───── RECORDS ─────

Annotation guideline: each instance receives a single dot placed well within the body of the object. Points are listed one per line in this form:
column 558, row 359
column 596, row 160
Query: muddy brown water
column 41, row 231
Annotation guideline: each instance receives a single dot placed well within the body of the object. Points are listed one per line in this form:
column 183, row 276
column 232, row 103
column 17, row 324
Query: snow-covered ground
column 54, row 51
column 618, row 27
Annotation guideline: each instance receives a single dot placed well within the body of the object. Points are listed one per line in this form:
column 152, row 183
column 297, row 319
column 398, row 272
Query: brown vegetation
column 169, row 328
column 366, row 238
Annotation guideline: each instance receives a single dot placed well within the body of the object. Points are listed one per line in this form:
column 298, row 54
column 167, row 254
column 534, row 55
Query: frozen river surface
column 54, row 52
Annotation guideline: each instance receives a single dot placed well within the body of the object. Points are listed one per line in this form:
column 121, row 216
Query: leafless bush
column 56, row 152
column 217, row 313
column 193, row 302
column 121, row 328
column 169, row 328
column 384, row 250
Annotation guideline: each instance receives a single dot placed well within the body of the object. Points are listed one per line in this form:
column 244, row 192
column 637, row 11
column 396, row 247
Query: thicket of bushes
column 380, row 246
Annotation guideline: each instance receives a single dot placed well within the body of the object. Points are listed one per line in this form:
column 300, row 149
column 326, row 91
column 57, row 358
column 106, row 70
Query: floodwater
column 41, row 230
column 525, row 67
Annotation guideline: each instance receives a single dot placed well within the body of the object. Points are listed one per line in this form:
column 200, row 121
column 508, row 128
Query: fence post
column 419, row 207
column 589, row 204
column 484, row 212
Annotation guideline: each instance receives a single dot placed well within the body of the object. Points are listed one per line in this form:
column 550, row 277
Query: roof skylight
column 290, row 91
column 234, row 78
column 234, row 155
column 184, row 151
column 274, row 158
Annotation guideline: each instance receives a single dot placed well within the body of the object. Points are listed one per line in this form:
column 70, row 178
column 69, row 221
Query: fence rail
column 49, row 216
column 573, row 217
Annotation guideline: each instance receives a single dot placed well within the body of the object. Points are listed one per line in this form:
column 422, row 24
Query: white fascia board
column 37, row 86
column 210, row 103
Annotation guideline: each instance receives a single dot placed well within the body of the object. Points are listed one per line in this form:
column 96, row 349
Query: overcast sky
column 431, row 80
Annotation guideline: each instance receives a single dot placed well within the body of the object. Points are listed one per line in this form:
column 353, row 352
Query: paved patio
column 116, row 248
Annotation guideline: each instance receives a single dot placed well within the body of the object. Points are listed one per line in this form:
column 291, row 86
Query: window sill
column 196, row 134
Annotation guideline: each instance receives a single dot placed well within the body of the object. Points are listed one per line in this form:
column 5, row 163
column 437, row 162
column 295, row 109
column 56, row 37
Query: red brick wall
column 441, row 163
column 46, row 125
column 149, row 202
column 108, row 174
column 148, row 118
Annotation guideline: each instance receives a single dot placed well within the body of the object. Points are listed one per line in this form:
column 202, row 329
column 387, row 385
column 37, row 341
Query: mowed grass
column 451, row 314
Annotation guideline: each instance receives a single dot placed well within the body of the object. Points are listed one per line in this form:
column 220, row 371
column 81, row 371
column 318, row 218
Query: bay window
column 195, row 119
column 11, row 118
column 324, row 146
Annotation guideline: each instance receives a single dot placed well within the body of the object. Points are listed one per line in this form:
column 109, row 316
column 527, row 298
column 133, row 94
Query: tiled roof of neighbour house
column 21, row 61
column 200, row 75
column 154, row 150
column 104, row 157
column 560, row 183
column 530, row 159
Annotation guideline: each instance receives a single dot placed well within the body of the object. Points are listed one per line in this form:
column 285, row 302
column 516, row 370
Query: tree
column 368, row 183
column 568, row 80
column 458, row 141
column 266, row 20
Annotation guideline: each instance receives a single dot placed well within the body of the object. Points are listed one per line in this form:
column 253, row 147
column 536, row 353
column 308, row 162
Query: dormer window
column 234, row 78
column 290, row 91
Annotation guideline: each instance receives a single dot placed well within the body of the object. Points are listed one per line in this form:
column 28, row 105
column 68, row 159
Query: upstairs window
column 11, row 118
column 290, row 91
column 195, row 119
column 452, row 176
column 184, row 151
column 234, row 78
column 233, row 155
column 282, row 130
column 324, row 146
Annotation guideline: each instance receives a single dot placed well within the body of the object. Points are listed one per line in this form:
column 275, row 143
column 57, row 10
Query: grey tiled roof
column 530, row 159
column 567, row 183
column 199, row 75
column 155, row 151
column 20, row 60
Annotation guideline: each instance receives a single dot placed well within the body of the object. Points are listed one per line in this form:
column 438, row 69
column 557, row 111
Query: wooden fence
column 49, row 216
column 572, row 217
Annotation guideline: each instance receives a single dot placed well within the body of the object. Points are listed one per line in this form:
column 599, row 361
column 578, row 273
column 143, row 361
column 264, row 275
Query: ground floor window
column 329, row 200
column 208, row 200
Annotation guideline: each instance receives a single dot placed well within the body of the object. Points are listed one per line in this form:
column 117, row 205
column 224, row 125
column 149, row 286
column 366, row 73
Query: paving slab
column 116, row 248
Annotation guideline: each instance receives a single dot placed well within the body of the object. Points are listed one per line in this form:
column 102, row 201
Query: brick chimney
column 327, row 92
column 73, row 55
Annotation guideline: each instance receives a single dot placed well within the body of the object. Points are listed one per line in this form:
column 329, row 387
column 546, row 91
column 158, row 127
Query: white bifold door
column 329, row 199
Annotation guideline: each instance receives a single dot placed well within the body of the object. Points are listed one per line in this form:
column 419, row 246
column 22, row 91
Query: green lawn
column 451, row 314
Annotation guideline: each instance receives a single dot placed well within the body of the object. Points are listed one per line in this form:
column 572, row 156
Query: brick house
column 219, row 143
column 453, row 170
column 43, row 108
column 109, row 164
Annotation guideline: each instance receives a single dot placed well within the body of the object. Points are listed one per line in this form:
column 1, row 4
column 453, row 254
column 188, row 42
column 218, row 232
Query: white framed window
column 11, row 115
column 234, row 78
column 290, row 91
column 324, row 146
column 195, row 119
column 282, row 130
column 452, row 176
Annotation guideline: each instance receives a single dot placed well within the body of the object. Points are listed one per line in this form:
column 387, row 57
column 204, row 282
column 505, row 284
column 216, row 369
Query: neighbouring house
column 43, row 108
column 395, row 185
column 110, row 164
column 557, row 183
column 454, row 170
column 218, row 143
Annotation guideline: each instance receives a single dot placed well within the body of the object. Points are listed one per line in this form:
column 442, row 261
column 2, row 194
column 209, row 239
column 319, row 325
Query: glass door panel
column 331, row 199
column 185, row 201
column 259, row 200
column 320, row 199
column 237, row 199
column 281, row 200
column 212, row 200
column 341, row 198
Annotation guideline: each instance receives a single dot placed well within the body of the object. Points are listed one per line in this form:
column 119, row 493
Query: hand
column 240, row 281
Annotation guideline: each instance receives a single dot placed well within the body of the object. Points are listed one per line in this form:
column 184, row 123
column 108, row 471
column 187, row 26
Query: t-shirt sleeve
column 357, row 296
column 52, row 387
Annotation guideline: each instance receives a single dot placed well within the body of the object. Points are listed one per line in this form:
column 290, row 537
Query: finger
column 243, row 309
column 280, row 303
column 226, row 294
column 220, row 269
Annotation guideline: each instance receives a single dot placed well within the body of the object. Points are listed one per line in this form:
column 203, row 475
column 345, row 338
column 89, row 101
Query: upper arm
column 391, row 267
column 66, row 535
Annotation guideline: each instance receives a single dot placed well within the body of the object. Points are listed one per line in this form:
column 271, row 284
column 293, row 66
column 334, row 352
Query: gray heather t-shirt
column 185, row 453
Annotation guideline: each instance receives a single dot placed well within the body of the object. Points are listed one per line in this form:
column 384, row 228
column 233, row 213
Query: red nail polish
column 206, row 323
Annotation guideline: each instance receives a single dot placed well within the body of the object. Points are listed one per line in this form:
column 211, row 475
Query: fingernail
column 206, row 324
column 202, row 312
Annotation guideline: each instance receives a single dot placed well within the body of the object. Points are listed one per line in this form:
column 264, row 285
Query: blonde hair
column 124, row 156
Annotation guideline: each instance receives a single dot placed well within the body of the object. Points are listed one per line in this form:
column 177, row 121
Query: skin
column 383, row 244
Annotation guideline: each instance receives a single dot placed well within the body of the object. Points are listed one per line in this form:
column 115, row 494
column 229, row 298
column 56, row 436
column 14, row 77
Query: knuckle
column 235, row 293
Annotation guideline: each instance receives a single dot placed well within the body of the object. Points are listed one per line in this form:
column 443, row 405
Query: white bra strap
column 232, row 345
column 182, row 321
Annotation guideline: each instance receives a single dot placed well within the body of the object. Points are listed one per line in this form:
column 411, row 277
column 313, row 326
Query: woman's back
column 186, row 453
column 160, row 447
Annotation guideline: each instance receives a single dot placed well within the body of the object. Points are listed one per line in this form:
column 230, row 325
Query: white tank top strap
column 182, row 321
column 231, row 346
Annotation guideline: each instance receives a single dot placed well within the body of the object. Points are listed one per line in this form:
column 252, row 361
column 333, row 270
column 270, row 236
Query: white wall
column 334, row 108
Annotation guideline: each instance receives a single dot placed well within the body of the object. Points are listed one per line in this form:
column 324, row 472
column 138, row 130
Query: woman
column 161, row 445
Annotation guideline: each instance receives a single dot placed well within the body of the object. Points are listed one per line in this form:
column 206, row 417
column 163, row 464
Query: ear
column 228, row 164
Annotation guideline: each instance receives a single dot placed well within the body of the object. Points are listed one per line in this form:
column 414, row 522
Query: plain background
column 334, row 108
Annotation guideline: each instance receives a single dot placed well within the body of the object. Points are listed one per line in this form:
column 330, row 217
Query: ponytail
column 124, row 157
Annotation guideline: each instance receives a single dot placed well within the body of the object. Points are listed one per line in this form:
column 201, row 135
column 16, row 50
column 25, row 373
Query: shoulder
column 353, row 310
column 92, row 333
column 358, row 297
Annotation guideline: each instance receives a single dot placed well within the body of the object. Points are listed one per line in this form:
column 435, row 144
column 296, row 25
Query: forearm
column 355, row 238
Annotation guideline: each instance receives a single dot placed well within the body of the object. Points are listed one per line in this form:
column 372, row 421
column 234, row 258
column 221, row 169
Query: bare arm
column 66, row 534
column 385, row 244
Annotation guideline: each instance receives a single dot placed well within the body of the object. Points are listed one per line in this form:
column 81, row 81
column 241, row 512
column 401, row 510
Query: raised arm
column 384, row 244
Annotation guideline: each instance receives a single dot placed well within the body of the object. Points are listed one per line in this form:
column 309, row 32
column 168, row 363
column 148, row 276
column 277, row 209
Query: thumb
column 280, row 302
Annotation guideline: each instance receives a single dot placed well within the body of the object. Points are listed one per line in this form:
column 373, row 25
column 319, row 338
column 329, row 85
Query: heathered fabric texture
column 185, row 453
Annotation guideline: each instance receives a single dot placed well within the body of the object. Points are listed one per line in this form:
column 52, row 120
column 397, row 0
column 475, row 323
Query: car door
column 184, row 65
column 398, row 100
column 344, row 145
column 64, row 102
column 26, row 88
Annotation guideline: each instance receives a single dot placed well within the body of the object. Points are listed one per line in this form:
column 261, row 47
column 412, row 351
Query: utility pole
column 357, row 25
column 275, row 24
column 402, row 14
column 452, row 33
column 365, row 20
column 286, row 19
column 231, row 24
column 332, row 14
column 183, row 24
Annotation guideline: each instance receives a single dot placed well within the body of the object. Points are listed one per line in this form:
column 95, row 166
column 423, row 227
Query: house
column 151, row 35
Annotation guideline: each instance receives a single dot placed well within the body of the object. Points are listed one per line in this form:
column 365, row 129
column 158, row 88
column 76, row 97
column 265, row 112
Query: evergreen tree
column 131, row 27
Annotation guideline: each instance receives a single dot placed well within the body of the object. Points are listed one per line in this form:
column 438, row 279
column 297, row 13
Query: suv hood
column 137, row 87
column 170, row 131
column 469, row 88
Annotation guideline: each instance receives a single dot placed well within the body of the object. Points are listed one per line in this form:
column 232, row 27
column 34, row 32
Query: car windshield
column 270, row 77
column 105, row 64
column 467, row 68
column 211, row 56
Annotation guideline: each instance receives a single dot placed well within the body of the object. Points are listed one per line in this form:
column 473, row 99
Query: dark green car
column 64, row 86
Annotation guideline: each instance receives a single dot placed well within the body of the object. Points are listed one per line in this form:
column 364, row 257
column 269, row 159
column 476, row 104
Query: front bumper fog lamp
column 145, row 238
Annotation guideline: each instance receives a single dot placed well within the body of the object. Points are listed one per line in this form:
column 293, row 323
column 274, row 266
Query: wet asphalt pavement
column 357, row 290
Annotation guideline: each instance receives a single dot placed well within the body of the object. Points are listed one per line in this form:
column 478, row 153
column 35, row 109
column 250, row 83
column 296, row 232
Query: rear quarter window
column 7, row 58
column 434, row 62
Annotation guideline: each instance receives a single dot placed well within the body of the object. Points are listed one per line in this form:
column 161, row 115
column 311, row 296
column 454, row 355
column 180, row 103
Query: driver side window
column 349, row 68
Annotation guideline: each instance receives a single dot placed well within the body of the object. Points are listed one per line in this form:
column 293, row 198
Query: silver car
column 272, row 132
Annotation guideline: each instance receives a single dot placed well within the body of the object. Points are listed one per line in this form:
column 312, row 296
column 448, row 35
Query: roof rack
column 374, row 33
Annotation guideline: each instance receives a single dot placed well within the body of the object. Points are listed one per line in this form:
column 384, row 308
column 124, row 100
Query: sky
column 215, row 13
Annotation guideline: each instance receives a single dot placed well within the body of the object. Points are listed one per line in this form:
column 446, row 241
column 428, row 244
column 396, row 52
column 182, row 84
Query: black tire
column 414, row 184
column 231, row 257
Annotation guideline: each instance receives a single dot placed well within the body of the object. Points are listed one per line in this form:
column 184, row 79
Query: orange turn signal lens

─────

- [WRITTEN TASK]:
Reproduce the entries word for word, from their very start through the line containing "column 41, row 231", including that line.

- [TASK ANSWER]:
Annotation guideline: each instance receives a single dot placed well within the body of the object. Points are listed one per line in this form:
column 558, row 359
column 596, row 160
Query: muddy brown water
column 41, row 231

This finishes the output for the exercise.